When you enter a task into Any.do, the company’s servers will analyze it to see if it’s the sort of thing a chatbot or a human assistant could help you accomplish. If so, a button pops up to launch a chat with said bot or human, who then takes care of it for you.

This is the part where you, like pretty much everybody who has tried a virtual assistant or chatbot, will roll your eyes and assume it’s going to be a mess. Despite getting a whole lot of attention this year, chatbots haven’t replaced apps as the primary way in which we interact with our phones. And assistants from app makers have had an even harder time — they lack both the data and the deep integration into the OS that’s often necessary to make them useful.

But Any.do, Perchik says, has solutions to both of those problems. Users enter more than 1 million tasks a day into the app, and Any.do has been analyzing them anonymously for years. So the company comes to the bot game with a deep sense of its users’ top priorities, and where a bot or a human assistant could help. If your task is “Finish the TPS report,” the assistant won’t show up. If it’s “Make reservations for dinner” or “Buy flowers for mom” (the perennial chatbot classic), it’s more likely to appear.

As for integrating into the OS, Any.do is essentially sidestepping the whole problem. The assistant shows up only in the form of a little blue button next to your tasks — but only the tasks that Any.do knows for a fact that its services can achieve. And it doesn’t show up right away, either — the idea is that you dump all your tasks into your list when you think of them, and then later when it’s time to Start Doing Work, some of them will be solvable by a bot.

Most chatbots and assistants — from Siri to Allo to Facebook M — make you go to the bot, ask a question, and cross your fingers that it can figure it out. And when they inevitably can’t, you get annoyed. Any.do is taking the opposite approach: it only comes to you when it can help.

The assistant only appears when it will actually work

Perchik claims that up to a third of all tasks that get entered into Any.do could be accomplished with an assistant’s help. And when it comes to deciding whether to route the task to a chatbot or to a human, there’s yet another thing that this flipped-assistant model knows: whether it’s cost-effective. So if you type in “Buy a television,” Any.do might be more likely to assign a real human to finish that task out for you. The company says it charges a 5 to 15 percent service fee for completing tasks like these.

As a business plan, it makes more sense than most of the other assistant or chatbot schemes out there. Any.do knows what people are trying to accomplish, so it can create or commission bots that are able to do those things. But while it makes sense for Any.do as a company, we won’t know if it makes sense for users until we are able to try it. If those assistant dots don’t appear when you think they should or if the assistant itself can’t do what it promises, we’ll be looking at yet another failed chatbot promise.

But even if the new intelligent feature is a flop, the core to-do app itself still looks pretty solid — and perhaps worth the $45/year asking price (as of this writing, it’s discounted to $26.99). It’s as cleanly designed as ever, with the “Moment” feature that helps you organize your list every day. The real-time sync is table stakes, of course, but a necessary addition for people who have more than one device in their life (read: everybody).

The calendar also has a clever feature called “1x1.” When you want to make an appointment with somebody, you can select a bunch of optional times. Any.do then fires off an email with all of your options presented as buttons. When your contact taps one, that’s when it fires off a calendar invite that’s compatible with most online calendaring systems.

The new version of Any.do is rolling out today to iOS users — but the Any.do assistant will only be available in limited form to users in the US for awhile.

Spatial localization data
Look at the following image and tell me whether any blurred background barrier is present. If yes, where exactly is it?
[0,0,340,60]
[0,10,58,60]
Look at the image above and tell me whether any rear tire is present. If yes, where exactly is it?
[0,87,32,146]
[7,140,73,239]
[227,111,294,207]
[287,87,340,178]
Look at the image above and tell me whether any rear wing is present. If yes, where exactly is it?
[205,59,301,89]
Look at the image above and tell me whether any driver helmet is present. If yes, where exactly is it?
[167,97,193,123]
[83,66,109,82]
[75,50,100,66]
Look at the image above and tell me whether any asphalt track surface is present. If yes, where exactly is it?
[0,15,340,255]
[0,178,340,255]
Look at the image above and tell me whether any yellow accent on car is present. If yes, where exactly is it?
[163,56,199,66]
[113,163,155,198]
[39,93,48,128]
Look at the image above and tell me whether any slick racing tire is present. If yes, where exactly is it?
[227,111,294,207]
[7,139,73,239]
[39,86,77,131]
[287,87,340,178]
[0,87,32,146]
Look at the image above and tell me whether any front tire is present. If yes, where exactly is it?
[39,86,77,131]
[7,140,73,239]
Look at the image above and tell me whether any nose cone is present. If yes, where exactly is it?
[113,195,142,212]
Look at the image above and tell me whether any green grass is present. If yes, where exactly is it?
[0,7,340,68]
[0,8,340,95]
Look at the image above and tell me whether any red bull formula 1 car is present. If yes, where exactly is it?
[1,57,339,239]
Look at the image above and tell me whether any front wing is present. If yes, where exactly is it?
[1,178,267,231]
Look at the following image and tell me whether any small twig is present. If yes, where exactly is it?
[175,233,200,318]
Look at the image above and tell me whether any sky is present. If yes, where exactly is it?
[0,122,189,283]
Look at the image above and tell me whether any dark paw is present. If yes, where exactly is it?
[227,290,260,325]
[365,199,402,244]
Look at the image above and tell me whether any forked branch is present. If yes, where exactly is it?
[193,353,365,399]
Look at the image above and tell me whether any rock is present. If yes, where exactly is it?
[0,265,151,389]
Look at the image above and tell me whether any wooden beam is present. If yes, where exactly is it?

DIRECTIONS:
**A)** Translate this sentence from the Any.do article into Spanish: "Users enter more than 1 million tasks a day into the app, and Any.do has been analyzing them anonymously for years."
**B)** Please say whether each statement agrees with the Any.do article, answering yes or no and quoting the words that decide it. (i) The company charges a service fee for completing tasks. (ii) The assistant button appears next to every task a user enters. (iii) The assistant is available in full form to all iOS users starting today.
These records have no connection to the Any.do article.

RESULTS OF THE EXERCISE:
**A)** Los usuarios ingresan más de 1 millón de tareas al día en la aplicación, y Any.do lleva años analizándolas de forma anónima.

**B)**
(i) Yes: "The company says it charges a 5 to 15 percent service fee for completing tasks like these."
(ii) No: "but only the tasks that Any.do knows for a fact that its services can achieve."
(iii) No: "the Any.do assistant will only be available in limited form to users in the US for awhile."